> **Entries shown**:

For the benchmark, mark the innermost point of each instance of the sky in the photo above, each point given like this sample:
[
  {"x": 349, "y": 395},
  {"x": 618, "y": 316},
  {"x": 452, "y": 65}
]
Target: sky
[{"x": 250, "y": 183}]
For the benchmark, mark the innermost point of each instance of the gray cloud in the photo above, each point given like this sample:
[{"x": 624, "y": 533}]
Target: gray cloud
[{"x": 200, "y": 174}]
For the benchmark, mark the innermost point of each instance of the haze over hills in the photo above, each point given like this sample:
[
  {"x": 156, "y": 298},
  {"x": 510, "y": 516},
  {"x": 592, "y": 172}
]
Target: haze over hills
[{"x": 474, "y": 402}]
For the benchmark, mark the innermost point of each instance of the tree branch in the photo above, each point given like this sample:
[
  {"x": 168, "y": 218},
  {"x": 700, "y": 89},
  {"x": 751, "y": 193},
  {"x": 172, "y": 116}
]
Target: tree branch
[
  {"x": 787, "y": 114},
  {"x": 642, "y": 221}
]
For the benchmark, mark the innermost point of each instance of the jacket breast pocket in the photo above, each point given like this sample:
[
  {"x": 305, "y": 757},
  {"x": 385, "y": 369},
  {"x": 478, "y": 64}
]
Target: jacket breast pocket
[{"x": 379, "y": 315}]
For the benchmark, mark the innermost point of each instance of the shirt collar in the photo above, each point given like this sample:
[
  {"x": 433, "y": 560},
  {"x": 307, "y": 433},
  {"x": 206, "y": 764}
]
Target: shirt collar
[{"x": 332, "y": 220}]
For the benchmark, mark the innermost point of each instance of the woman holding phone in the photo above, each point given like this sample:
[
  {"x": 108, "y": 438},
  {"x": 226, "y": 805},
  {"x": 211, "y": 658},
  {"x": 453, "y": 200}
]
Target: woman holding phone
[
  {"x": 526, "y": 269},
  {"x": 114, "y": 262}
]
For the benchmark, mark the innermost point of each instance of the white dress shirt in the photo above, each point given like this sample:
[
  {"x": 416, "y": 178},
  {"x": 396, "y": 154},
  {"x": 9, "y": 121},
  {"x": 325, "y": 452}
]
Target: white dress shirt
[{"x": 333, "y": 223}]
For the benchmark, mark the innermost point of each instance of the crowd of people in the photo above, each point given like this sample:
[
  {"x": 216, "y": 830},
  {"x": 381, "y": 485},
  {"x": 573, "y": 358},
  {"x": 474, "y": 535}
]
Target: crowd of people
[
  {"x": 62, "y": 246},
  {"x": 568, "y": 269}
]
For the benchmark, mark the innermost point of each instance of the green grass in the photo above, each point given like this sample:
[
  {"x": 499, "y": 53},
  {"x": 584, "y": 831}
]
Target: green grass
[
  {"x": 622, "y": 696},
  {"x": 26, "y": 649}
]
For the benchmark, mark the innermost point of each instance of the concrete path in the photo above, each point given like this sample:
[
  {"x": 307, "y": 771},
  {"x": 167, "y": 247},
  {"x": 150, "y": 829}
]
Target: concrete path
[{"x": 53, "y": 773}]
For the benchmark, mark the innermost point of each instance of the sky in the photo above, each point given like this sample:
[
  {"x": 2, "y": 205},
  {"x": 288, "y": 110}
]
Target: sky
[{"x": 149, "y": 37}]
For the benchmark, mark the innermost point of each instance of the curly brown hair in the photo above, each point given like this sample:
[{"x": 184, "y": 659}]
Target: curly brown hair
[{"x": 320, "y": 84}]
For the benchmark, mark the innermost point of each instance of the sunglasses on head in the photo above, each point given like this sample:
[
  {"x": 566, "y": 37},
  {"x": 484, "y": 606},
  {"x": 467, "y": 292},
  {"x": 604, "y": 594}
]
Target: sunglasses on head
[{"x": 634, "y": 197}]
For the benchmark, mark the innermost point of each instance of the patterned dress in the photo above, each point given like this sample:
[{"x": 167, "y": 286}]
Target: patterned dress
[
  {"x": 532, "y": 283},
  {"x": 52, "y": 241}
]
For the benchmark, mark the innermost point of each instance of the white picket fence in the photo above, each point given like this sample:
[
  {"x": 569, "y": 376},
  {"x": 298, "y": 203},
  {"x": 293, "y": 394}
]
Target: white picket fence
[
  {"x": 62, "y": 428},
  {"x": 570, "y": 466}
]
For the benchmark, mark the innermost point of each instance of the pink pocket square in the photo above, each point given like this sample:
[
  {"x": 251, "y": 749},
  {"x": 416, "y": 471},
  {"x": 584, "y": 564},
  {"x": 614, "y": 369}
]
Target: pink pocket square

> **Short exercise**:
Please reproduce all of the material above line for line, changing nothing.

> **Final answer**:
For the benchmark, mark the innermost point of each instance of the sky in the photo above, each point given like this sample:
[
  {"x": 349, "y": 395},
  {"x": 618, "y": 316},
  {"x": 452, "y": 65}
]
Target: sky
[{"x": 250, "y": 183}]
For the benchmark, mark the innermost point of each instance of the gray cloud in the photo above, each point given like this sample:
[{"x": 624, "y": 533}]
Target: gray cloud
[{"x": 200, "y": 174}]
For the benchmark, mark the innermost point of each instance of the haze over hills in the photo above, each point given like this sample:
[
  {"x": 156, "y": 298},
  {"x": 510, "y": 516},
  {"x": 592, "y": 172}
]
Target: haze over hills
[{"x": 474, "y": 402}]
For the benchmark, mark the innermost point of each instance of the tree branch in the photo above, each point given like this sample:
[
  {"x": 168, "y": 218},
  {"x": 700, "y": 89},
  {"x": 751, "y": 193},
  {"x": 172, "y": 116}
]
Target: tree branch
[
  {"x": 787, "y": 114},
  {"x": 642, "y": 221}
]
For the benchmark, mark the innermost point of each instance of the jacket breast pocket in the photo above, each point given like this sample:
[
  {"x": 305, "y": 757},
  {"x": 385, "y": 369},
  {"x": 478, "y": 64}
]
Target: jacket breast pocket
[{"x": 379, "y": 315}]
For the benchmark, mark the innermost point of each instance of the shirt collar in the photo above, each point given like this sample:
[
  {"x": 433, "y": 560},
  {"x": 307, "y": 433},
  {"x": 206, "y": 764}
]
Target: shirt collar
[{"x": 332, "y": 220}]
For the benchmark, mark the innermost point of each instance of the woman holding phone in the photo above, each point given like this sample:
[
  {"x": 108, "y": 438},
  {"x": 226, "y": 805},
  {"x": 211, "y": 658},
  {"x": 453, "y": 200}
]
Target: woman holding phone
[
  {"x": 526, "y": 269},
  {"x": 114, "y": 262}
]
For the benchmark, mark the innermost point of each instance of the white dress shirt in the photo above, each point given like this sample:
[
  {"x": 416, "y": 178},
  {"x": 396, "y": 154},
  {"x": 9, "y": 121},
  {"x": 325, "y": 452}
]
Target: white dress shirt
[{"x": 333, "y": 223}]
For the benchmark, mark the innermost point of each instance of the crowd of people in the photo above, each point given like this sample:
[
  {"x": 216, "y": 830},
  {"x": 381, "y": 485},
  {"x": 573, "y": 358},
  {"x": 474, "y": 535}
]
Target: crowd of people
[
  {"x": 62, "y": 246},
  {"x": 568, "y": 269}
]
For the benchmark, mark the innermost point of each instance of the green grass in the photo above, each point given like this sample:
[
  {"x": 499, "y": 53},
  {"x": 584, "y": 831}
]
Target: green grass
[
  {"x": 622, "y": 696},
  {"x": 26, "y": 649}
]
For the benchmark, mark the innermost point of each instance of the concrete path in the photo above, each point given like this sample:
[
  {"x": 307, "y": 771},
  {"x": 167, "y": 247},
  {"x": 150, "y": 829}
]
Target: concrete path
[{"x": 53, "y": 773}]
For the benchmark, mark the innermost point of each instance of the sky in the photo above, each point given like this sample:
[
  {"x": 2, "y": 205},
  {"x": 288, "y": 110}
]
Target: sky
[{"x": 149, "y": 37}]
For the benchmark, mark the innermost point of each instance of the curly brown hair in the photo above, each point given like this sample:
[{"x": 184, "y": 659}]
Target: curly brown hair
[{"x": 320, "y": 84}]
For the benchmark, mark the innermost point of each instance of the sunglasses on head in the photo above, each point given like this sample:
[
  {"x": 566, "y": 37},
  {"x": 484, "y": 606},
  {"x": 467, "y": 292},
  {"x": 604, "y": 594}
]
Target: sunglasses on head
[{"x": 634, "y": 197}]
For the benchmark, mark the innermost point of each instance of the patterned dress in the photo above, each point given like this sample:
[{"x": 167, "y": 286}]
Target: patterned dress
[
  {"x": 532, "y": 283},
  {"x": 52, "y": 241}
]
For the benchmark, mark the innermost point of each instance of the white picket fence in the photo above, each point given like this sample:
[
  {"x": 569, "y": 376},
  {"x": 298, "y": 203},
  {"x": 293, "y": 394}
]
Target: white picket fence
[
  {"x": 62, "y": 428},
  {"x": 570, "y": 466}
]
For the benchmark, mark the innermost point of each instance of the pink pocket square in the photo above, each point given like this sample:
[
  {"x": 251, "y": 749},
  {"x": 416, "y": 471},
  {"x": 584, "y": 564},
  {"x": 614, "y": 369}
]
Target: pink pocket square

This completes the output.